Re: [RFC PATCH 0/6] Do not call ->writepage[s] from direct reclaim and use a_ops->writepages() where possible

linux-mm.kvack.org archive mirror
 help / color / mirror / Atom feed

From: KAMEZAWA Hiroyuki <kamezawa.hiroyu@jp.fujitsu.com>
To: Mel Gorman <mel@csn.ul.ie>
Cc: linux-kernel@vger.kernel.org, linux-fsdevel@vger.kernel.org,
	linux-mm@kvack.org, Dave Chinner <david@fromorbit.com>,
	Chris Mason <chris.mason@oracle.com>,
	Nick Piggin <npiggin@suse.de>, Rik van Riel <riel@redhat.com>
Subject: Re: [RFC PATCH 0/6] Do not call ->writepage[s] from direct reclaim and use a_ops->writepages() where possible
Date: Thu, 10 Jun 2010 09:38:42 +0900	[thread overview]
Message-ID: <20100610093842.6a038ab0.kamezawa.hiroyu@jp.fujitsu.com> (raw)
In-Reply-To: <20100609095200.GA5650@csn.ul.ie>

On Wed, 9 Jun 2010 10:52:00 +0100
Mel Gorman <mel@csn.ul.ie> wrote:

> On Wed, Jun 09, 2010 at 11:52:11AM +0900, KAMEZAWA Hiroyuki wrote:
 
> > > <SNIP>
> > 
> > My concern is how memcg should work. IOW, what changes will be necessary for
> > memcg to work with the new vmscan logic as no-direct-writeback.

Point labeling listing:
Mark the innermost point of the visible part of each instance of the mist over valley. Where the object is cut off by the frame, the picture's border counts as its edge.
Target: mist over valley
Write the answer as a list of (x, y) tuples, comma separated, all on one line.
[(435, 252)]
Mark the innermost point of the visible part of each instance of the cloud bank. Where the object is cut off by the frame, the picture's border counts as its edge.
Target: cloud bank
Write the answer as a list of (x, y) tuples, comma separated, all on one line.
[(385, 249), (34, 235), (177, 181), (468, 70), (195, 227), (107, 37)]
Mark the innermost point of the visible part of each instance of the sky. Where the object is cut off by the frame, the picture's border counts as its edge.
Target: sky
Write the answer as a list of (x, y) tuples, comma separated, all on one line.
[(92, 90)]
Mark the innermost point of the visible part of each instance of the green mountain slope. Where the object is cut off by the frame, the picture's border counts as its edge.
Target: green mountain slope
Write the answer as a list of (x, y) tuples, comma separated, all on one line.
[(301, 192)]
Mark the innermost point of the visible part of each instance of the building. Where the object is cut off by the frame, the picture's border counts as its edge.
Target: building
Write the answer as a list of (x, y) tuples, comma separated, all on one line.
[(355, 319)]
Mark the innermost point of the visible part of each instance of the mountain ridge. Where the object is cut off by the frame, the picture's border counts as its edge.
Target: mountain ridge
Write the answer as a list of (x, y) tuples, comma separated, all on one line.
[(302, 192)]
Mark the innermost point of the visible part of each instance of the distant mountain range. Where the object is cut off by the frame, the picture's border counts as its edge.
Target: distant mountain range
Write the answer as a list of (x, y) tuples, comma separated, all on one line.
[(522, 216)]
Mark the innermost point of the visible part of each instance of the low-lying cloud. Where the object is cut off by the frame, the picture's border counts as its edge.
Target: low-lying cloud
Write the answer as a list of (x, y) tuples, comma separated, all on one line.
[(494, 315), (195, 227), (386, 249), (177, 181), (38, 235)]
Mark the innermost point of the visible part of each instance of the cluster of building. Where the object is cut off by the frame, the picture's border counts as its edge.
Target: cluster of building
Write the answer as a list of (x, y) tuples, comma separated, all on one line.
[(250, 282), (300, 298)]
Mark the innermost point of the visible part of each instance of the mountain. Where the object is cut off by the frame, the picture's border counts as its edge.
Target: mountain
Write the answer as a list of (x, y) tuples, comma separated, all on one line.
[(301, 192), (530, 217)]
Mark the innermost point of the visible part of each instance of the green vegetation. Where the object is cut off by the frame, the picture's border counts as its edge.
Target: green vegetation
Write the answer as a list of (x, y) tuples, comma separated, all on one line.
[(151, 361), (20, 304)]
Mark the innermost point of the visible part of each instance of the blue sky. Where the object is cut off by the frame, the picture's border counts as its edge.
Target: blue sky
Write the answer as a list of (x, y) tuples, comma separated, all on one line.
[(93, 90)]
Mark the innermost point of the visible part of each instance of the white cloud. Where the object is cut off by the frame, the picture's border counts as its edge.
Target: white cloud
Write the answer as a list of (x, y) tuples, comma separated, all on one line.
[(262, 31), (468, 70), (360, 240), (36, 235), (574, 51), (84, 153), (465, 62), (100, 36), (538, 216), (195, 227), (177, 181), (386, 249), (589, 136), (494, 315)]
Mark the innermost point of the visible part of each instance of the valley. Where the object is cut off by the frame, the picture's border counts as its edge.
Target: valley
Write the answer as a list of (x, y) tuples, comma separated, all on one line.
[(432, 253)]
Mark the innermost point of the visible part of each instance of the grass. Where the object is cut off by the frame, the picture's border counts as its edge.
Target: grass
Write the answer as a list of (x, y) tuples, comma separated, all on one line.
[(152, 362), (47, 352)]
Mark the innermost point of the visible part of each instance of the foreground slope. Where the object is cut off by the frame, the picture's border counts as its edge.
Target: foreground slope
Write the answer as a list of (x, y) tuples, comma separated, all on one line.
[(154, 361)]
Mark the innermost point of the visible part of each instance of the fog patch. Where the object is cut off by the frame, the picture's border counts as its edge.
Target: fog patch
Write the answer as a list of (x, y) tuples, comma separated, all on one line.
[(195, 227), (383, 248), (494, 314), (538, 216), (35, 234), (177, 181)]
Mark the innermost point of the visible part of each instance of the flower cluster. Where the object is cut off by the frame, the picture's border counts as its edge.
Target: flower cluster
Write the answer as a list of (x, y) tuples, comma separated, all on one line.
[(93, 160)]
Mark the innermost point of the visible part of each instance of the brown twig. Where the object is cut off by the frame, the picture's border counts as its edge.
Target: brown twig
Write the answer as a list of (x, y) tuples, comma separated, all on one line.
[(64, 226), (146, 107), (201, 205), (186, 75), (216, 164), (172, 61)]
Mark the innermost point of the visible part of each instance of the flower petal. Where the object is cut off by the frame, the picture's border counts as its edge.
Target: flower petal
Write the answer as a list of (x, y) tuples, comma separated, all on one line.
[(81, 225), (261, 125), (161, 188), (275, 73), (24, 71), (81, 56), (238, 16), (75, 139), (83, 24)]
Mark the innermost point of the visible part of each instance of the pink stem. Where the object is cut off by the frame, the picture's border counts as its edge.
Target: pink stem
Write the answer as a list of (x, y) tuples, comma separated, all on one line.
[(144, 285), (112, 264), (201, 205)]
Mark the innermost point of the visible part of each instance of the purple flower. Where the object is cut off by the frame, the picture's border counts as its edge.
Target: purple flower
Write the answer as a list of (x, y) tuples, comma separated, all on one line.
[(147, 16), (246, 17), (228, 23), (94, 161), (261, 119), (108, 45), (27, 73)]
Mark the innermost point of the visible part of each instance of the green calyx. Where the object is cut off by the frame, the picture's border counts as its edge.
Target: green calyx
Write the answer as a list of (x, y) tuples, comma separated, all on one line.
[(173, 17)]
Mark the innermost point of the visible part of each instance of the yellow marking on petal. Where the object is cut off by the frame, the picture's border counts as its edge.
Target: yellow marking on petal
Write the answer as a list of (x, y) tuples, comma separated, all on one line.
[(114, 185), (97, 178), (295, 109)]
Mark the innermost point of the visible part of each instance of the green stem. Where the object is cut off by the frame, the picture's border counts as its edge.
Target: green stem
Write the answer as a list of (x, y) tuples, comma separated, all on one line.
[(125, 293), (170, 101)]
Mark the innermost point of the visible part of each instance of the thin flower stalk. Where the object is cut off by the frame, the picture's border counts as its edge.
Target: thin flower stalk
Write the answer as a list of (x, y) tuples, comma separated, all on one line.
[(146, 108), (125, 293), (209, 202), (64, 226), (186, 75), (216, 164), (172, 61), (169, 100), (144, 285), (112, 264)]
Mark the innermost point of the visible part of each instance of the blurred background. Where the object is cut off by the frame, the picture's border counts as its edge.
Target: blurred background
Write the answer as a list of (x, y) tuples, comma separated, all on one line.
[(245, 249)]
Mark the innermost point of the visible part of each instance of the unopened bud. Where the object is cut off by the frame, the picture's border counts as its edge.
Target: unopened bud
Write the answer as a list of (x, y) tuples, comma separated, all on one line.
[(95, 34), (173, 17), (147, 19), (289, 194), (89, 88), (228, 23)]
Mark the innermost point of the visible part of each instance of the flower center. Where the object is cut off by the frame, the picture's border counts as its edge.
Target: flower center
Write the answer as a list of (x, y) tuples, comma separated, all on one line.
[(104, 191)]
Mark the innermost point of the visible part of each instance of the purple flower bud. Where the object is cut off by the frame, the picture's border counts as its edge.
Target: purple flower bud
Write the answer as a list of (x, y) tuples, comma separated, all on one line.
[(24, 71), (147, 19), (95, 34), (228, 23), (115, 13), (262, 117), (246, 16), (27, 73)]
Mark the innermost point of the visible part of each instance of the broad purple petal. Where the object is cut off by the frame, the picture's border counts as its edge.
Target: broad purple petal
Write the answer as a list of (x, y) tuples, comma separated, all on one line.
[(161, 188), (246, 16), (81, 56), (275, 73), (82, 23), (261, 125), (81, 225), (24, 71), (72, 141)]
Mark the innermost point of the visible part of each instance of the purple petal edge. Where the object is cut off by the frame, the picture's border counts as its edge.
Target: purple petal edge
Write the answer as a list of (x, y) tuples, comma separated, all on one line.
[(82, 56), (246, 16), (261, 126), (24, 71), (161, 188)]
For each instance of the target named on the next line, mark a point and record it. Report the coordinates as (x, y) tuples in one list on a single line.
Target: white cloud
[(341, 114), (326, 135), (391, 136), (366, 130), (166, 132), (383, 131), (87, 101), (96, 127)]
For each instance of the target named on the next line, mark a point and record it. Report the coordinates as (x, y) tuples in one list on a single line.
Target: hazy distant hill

> [To-do list]
(a) Answer these questions about the mailing-list reply:
(i) Who is named on the "To:" line?
(ii) On what date did Mel Gorman write the message being replied to?
(iii) In the quoted concern, what should work with "the new vmscan logic"?
(b) Please quote the lines of the listing, starting at the line that contains "the green stem." and ending after the line that contains "[(125, 293), (170, 101)]".

> [Solution list]
(a)
(i) Mel Gorman <mel@csn.ul.ie>
(ii) Wed, 9 Jun 2010
(iii) memcg

(b)
Mark the innermost point of the visible part of each instance of the green stem. Where the object is cut off by the frame, the picture's border counts as its edge.
Target: green stem
Write the answer as a list of (x, y) tuples, comma separated, all on one line.
[(125, 293), (170, 101)]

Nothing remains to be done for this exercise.